Written instruction: Render the material below as a JSON list of strings with one string per line, leaving out blank lines.

*-*-*

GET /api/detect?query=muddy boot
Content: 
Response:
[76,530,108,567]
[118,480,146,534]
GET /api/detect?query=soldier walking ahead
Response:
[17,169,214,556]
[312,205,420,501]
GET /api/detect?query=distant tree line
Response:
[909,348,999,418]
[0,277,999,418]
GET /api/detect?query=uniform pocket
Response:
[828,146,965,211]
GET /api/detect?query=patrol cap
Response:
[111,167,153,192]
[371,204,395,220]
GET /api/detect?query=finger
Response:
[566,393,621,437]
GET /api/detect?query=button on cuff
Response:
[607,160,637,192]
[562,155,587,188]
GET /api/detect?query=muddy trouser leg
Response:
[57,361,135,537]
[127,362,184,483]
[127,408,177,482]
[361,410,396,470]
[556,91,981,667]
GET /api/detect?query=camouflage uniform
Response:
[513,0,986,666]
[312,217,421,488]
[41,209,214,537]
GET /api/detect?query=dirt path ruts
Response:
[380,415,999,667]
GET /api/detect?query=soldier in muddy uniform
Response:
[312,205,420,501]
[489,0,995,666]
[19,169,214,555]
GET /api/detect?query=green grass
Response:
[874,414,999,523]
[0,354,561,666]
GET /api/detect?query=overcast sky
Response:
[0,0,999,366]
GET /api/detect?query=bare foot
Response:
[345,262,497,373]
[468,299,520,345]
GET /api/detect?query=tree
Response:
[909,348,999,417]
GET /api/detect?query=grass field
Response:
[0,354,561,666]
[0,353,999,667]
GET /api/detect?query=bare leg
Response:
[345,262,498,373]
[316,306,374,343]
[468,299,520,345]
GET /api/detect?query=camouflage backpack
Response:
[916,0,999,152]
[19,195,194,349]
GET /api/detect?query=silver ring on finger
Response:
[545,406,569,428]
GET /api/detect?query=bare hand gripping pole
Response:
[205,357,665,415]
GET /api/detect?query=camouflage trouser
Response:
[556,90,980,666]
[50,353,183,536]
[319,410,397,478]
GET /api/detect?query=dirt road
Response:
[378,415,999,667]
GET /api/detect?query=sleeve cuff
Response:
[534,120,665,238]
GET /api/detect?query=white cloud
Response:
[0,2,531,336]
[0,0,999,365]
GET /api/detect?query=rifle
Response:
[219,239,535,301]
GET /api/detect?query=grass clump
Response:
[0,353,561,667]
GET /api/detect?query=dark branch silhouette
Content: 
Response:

*-*-*

The result:
[
  "GET /api/detect?query=muddy boot",
  "Content: ",
  "Response:",
  "[76,530,108,567]",
  "[118,480,146,534]",
  "GET /api/detect?query=soldier walking ahead",
  "Response:",
  "[17,169,214,556]",
  "[312,205,420,501]",
  "GET /api/detect?query=distant tree line",
  "Response:",
  "[909,348,999,418]",
  "[0,277,999,418]",
  "GET /api/detect?query=uniform pocket",
  "Response:",
  "[828,146,965,211]",
  "GET /api/detect?query=patrol cap",
  "Response:",
  "[111,167,153,192]",
  "[371,204,395,220]",
  "GET /api/detect?query=finger",
  "Response:",
  "[566,393,621,437]",
  "GET /api/detect?query=button on cuff",
  "Response:",
  "[607,160,637,192]",
  "[562,155,587,188]",
  "GET /api/detect?query=muddy trouser leg",
  "Response:",
  "[57,361,135,537]",
  "[127,362,184,483]",
  "[127,408,177,482]",
  "[361,410,396,470]",
  "[556,91,981,667]",
  "GET /api/detect?query=camouflage uniform",
  "Response:",
  "[513,0,986,666]",
  "[312,217,421,488]",
  "[41,209,214,537]",
  "GET /api/detect?query=dirt path ruts",
  "Response:",
  "[380,415,999,667]",
  "GET /api/detect?query=soldier in muddy uniform",
  "Response:",
  "[312,205,420,501]",
  "[489,0,995,666]",
  "[19,169,214,555]",
  "GET /api/detect?query=green grass",
  "Response:",
  "[874,414,999,523]",
  "[0,354,561,666]",
  "GET /api/detect?query=overcast sky",
  "Response:",
  "[0,0,999,366]",
  "GET /api/detect?query=bare foot",
  "Response:",
  "[345,262,497,373]",
  "[468,299,520,345]",
  "GET /api/detect?query=tree",
  "Response:",
  "[909,348,999,417]",
  "GET /api/detect?query=grass field",
  "Response:",
  "[0,354,561,666]",
  "[0,353,999,667]",
  "GET /api/detect?query=bare leg",
  "Response:",
  "[345,262,498,373]",
  "[316,306,374,343]",
  "[468,299,520,345]",
  "GET /api/detect?query=camouflage backpack",
  "Response:",
  "[916,0,999,152]",
  "[19,195,194,349]",
  "GET /api/detect?query=silver ring on finger",
  "Response:",
  "[545,406,569,428]",
  "GET /api/detect?query=bare hand gripping pole",
  "Response:",
  "[205,357,665,415]",
  "GET /api/detect?query=camouflage trouser",
  "Response:",
  "[556,90,980,666]",
  "[50,353,183,536]",
  "[319,410,397,478]",
  "GET /api/detect?query=dirt road",
  "Response:",
  "[378,415,999,667]",
  "GET /api/detect?query=sleeve cuff",
  "Response:",
  "[534,120,665,238]",
  "GET /api/detect?query=white cloud",
  "Response:",
  "[0,2,531,336]",
  "[0,0,999,365]",
  "GET /api/detect?query=rifle",
  "Response:",
  "[219,239,535,301]",
  "GET /api/detect?query=grass clump",
  "Response:",
  "[0,353,561,667]",
  "GET /api/detect?query=dark branch silhouette",
  "Content: ",
  "Response:"
]